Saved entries

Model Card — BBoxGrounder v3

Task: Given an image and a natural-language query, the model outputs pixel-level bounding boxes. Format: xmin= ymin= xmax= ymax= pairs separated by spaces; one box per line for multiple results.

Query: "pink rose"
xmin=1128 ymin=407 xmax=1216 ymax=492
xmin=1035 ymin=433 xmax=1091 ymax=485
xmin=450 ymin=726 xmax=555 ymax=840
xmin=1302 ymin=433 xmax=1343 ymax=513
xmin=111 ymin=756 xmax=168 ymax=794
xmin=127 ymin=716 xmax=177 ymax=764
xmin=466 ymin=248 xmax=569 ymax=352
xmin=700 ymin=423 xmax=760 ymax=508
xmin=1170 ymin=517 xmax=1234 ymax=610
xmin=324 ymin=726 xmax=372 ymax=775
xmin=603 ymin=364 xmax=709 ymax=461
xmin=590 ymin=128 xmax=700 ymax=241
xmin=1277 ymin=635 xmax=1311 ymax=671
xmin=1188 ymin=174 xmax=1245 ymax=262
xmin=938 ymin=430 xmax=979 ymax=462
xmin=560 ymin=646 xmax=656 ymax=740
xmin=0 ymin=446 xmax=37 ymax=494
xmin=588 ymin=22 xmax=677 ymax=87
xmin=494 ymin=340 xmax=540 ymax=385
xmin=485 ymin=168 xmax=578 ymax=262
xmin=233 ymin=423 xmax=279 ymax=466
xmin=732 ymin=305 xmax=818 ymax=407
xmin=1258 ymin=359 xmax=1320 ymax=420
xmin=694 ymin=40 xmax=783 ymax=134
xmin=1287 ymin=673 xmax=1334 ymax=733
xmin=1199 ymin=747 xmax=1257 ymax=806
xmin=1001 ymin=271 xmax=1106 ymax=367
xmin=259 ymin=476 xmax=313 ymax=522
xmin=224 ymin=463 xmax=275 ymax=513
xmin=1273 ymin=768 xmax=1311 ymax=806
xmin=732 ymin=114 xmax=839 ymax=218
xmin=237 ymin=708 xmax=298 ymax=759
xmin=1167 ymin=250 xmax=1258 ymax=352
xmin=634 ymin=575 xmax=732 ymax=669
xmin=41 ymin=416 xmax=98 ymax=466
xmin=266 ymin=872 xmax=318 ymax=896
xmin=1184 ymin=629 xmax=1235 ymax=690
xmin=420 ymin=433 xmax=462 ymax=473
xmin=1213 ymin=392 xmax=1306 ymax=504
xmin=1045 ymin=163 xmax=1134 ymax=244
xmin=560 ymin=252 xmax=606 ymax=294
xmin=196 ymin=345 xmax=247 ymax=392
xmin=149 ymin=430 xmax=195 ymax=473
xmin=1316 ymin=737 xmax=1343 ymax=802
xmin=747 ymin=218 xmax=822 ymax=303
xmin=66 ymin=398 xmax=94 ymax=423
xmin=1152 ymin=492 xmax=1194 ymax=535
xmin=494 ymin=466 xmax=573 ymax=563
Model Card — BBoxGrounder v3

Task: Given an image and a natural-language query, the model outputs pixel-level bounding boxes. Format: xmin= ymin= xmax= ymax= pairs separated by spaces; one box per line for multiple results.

**Stated problem:** Take everything from the start of the records down to the line containing "xmin=420 ymin=433 xmax=462 ymax=473", and reproduce it with "pink rose" swapped for "white tulip", leaving every other character unchanged.

**Reply:**
Model Card — BBoxGrounder v3

Task: Given an image and a natural-language query, the model outputs pixel-level bounding boxes. Format: xmin= ymin= xmax= ymax= pairs separated by spaces; one box per line for multiple results.

Query: "white tulip"
xmin=1128 ymin=407 xmax=1216 ymax=492
xmin=1035 ymin=433 xmax=1091 ymax=485
xmin=450 ymin=726 xmax=555 ymax=840
xmin=1302 ymin=433 xmax=1343 ymax=513
xmin=111 ymin=756 xmax=168 ymax=794
xmin=127 ymin=716 xmax=177 ymax=764
xmin=466 ymin=248 xmax=569 ymax=352
xmin=700 ymin=423 xmax=760 ymax=508
xmin=1170 ymin=517 xmax=1234 ymax=610
xmin=324 ymin=726 xmax=372 ymax=775
xmin=603 ymin=364 xmax=709 ymax=461
xmin=590 ymin=128 xmax=700 ymax=241
xmin=1277 ymin=635 xmax=1311 ymax=671
xmin=1188 ymin=174 xmax=1245 ymax=262
xmin=938 ymin=430 xmax=979 ymax=462
xmin=560 ymin=646 xmax=656 ymax=740
xmin=0 ymin=446 xmax=37 ymax=494
xmin=588 ymin=22 xmax=677 ymax=87
xmin=494 ymin=340 xmax=540 ymax=385
xmin=485 ymin=168 xmax=578 ymax=262
xmin=233 ymin=423 xmax=279 ymax=466
xmin=732 ymin=305 xmax=818 ymax=407
xmin=1258 ymin=359 xmax=1320 ymax=420
xmin=694 ymin=40 xmax=783 ymax=134
xmin=1287 ymin=673 xmax=1334 ymax=733
xmin=1199 ymin=747 xmax=1257 ymax=806
xmin=1001 ymin=271 xmax=1106 ymax=367
xmin=259 ymin=476 xmax=313 ymax=522
xmin=224 ymin=463 xmax=275 ymax=513
xmin=1273 ymin=768 xmax=1311 ymax=806
xmin=732 ymin=114 xmax=839 ymax=218
xmin=237 ymin=708 xmax=298 ymax=759
xmin=1167 ymin=250 xmax=1258 ymax=352
xmin=634 ymin=575 xmax=732 ymax=669
xmin=41 ymin=416 xmax=98 ymax=466
xmin=266 ymin=872 xmax=318 ymax=896
xmin=1184 ymin=629 xmax=1235 ymax=690
xmin=420 ymin=433 xmax=462 ymax=473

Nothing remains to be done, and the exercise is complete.